begin Document text

Have you ever wondered what it would be like to make a movie about your childhood?

If you’re as fascinated by cinema as I, you’ve probably asked yourself this question before. Even if you’re not terribly interested in movies, though, you might’ve had a moment or two in your life when you looked out of the window of a train or car on a rainy day while listening to music, and imagined yourself as the main character in a coming-of-age drama.


Unfortunately, whether we like to admit it or not, a movie about nearly any of our childhoods would probably suck (aside from that one gazing-out-the-window-yearningly scene, of course). That’s not to say that most of our childhoods are too boring to be molded into an interesting narrative; rather, the opposite. Such a long span of time undoubtedly contains plenty of delightful, tragic, and compelling anecdotes that, on their own, make solid stories to tell. The challenge is weaving these memories together in a way that both makes the film harmonious thematically and compact plot-wise.

Despite Steven Spielberg’s cinematic prowess and the valiant efforts he and co-writer Tony Kushner put into the script, Spielberg’s 34th feature film, “The Fabelmans,” isn’t quite able to overcome this challenge. The film’s delightful and lively first act is a strength, though, and the window into Spielberg’s early life as well as the film being his most personal project to date make it a worthwhile watch for more regular moviegoers.

end Document text

What this task involves:
Answer these questions about the review of "The Fabelmans" above.
1. What does the review name as the challenge of making a film from childhood memories?
2. Who co-wrote the script with Steven Spielberg?
3. Which part of the film does the review call a strength?

begin Record set

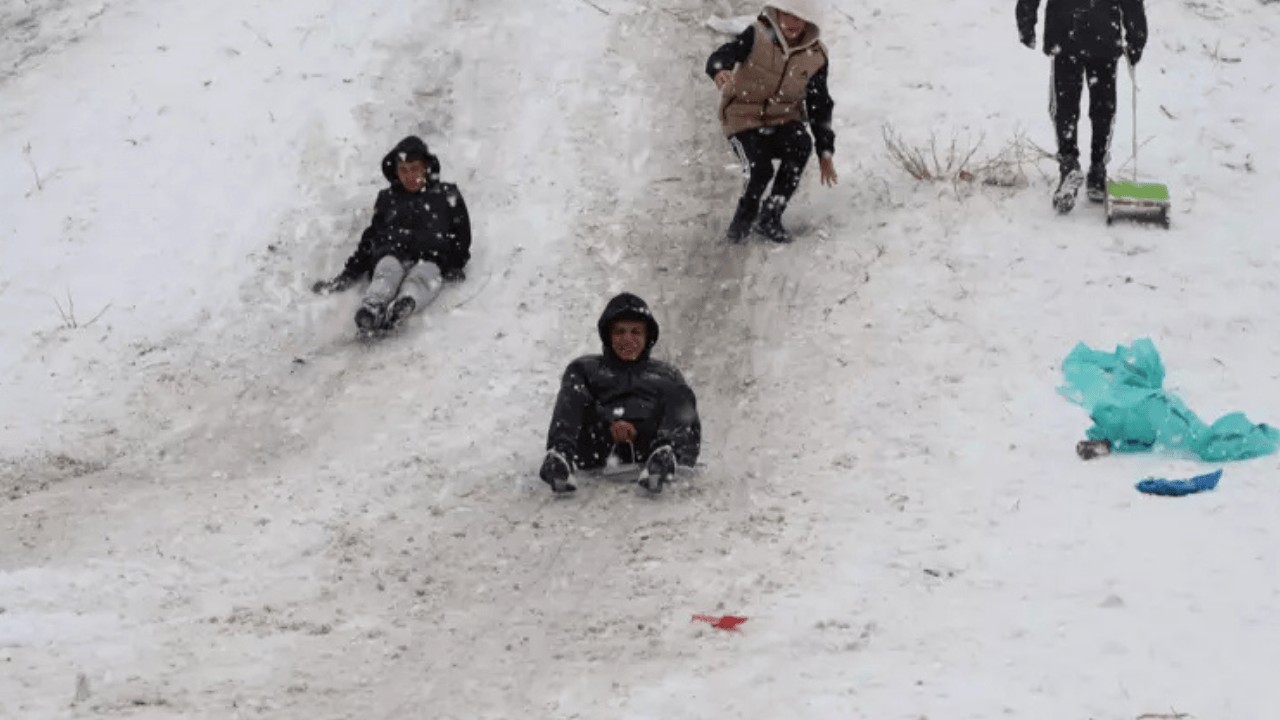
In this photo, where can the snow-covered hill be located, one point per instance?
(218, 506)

end Record set
begin Record set

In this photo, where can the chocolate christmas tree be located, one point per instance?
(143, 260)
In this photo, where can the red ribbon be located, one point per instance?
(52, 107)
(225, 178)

end Record set

Expected answer:
1. Weaving the memories together so that the film is harmonious thematically and compact plot-wise.
2. Tony Kushner.
3. Its delightful and lively first act.